**YOUR INSTRUCTIONS:**
Each line that contains the word "dark" is to be copied from the records below.
(DATA FOR ANALYSIS)
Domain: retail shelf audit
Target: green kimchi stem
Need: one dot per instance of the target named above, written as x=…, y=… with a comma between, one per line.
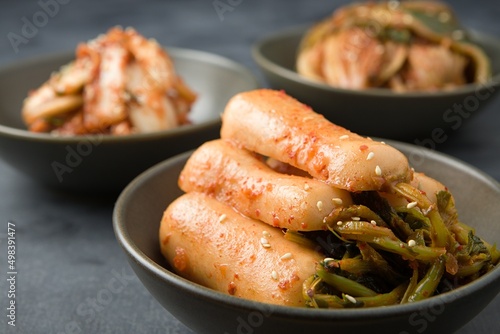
x=345, y=285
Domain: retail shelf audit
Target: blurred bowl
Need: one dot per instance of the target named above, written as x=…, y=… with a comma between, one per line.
x=100, y=162
x=136, y=220
x=376, y=112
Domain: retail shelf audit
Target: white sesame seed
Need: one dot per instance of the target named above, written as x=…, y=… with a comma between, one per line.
x=457, y=34
x=444, y=17
x=350, y=298
x=411, y=205
x=337, y=201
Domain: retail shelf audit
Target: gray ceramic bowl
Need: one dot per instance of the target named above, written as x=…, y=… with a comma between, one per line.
x=100, y=162
x=376, y=112
x=136, y=220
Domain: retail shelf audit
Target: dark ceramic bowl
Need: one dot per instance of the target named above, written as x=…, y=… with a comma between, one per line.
x=136, y=221
x=100, y=162
x=377, y=112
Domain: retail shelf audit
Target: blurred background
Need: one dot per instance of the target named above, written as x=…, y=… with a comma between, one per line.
x=34, y=28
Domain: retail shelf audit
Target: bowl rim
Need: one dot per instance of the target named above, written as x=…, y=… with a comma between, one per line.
x=136, y=255
x=187, y=129
x=299, y=30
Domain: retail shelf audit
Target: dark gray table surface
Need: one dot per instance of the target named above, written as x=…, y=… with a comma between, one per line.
x=72, y=275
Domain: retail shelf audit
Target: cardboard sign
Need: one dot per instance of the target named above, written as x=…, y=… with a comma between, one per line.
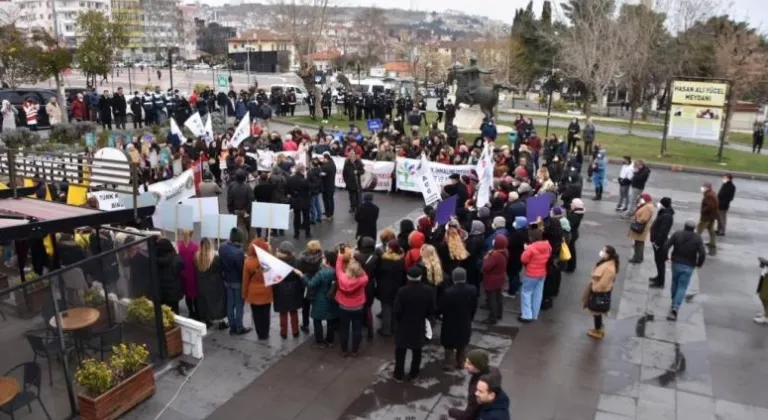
x=270, y=215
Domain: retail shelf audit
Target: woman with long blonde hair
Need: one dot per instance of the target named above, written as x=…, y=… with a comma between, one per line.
x=211, y=301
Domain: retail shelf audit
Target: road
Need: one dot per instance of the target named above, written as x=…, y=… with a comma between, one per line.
x=710, y=363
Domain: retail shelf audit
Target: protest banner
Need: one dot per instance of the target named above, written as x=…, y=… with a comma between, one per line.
x=109, y=200
x=406, y=173
x=274, y=270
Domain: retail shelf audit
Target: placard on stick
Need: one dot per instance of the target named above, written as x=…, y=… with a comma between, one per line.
x=270, y=215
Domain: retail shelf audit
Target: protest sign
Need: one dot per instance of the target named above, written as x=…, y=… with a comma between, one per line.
x=274, y=270
x=270, y=215
x=430, y=189
x=445, y=210
x=406, y=173
x=109, y=200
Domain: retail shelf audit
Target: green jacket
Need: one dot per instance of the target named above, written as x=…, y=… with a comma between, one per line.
x=323, y=307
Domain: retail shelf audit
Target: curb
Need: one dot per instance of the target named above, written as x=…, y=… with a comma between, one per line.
x=696, y=170
x=653, y=165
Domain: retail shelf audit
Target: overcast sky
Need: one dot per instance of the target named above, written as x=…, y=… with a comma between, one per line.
x=755, y=11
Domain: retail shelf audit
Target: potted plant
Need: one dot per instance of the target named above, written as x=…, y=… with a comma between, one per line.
x=111, y=389
x=142, y=312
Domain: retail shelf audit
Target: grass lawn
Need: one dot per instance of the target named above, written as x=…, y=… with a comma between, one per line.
x=678, y=152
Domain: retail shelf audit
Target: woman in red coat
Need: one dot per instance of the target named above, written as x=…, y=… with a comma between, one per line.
x=494, y=274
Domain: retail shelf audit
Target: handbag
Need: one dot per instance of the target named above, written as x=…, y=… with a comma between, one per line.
x=637, y=227
x=599, y=301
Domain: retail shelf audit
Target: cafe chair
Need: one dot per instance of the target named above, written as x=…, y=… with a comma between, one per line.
x=47, y=347
x=103, y=340
x=30, y=390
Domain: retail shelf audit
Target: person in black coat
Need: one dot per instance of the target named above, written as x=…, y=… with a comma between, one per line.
x=353, y=169
x=574, y=215
x=660, y=229
x=390, y=277
x=328, y=172
x=289, y=293
x=169, y=268
x=724, y=197
x=457, y=306
x=366, y=217
x=414, y=306
x=315, y=179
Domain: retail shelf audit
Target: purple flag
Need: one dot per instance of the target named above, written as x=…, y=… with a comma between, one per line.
x=446, y=209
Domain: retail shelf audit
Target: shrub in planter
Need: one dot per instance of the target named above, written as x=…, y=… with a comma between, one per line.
x=19, y=138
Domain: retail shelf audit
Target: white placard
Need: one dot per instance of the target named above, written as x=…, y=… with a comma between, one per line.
x=242, y=131
x=195, y=124
x=218, y=227
x=270, y=215
x=202, y=207
x=274, y=269
x=430, y=189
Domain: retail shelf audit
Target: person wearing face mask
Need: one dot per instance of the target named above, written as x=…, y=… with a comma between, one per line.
x=597, y=295
x=660, y=229
x=625, y=180
x=640, y=227
x=724, y=197
x=687, y=253
x=708, y=215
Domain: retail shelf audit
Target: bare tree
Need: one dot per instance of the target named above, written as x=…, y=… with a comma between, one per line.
x=592, y=50
x=304, y=21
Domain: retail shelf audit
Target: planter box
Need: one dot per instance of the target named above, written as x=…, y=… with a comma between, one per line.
x=173, y=342
x=118, y=400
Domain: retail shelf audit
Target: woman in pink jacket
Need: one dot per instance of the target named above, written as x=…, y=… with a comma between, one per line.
x=535, y=258
x=350, y=295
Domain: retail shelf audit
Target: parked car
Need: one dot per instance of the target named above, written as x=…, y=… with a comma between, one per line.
x=17, y=97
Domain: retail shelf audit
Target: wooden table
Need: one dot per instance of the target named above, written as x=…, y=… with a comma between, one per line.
x=76, y=319
x=9, y=387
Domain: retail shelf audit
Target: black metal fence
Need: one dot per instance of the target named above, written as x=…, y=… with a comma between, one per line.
x=104, y=293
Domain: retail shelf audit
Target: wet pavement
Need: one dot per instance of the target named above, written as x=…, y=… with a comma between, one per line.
x=710, y=364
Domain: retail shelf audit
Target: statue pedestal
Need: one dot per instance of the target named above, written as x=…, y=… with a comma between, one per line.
x=468, y=120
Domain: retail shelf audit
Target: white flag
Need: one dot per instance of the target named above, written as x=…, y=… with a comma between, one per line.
x=209, y=128
x=177, y=131
x=242, y=132
x=430, y=189
x=485, y=172
x=274, y=269
x=195, y=124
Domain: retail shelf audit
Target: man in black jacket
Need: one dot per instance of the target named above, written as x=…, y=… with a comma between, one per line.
x=639, y=178
x=297, y=187
x=328, y=172
x=119, y=108
x=239, y=199
x=353, y=169
x=659, y=233
x=315, y=179
x=688, y=252
x=724, y=197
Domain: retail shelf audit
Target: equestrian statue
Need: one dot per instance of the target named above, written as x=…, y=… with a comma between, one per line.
x=470, y=90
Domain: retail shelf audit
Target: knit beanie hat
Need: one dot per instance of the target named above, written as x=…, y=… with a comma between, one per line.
x=479, y=359
x=459, y=275
x=414, y=274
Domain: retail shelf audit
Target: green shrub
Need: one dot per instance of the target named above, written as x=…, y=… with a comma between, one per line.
x=95, y=376
x=19, y=138
x=128, y=359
(End DATA FOR ANALYSIS)
**ANSWER TO THIS PROBLEM:**
Target: dark ceramic bowl
Target: dark gray table surface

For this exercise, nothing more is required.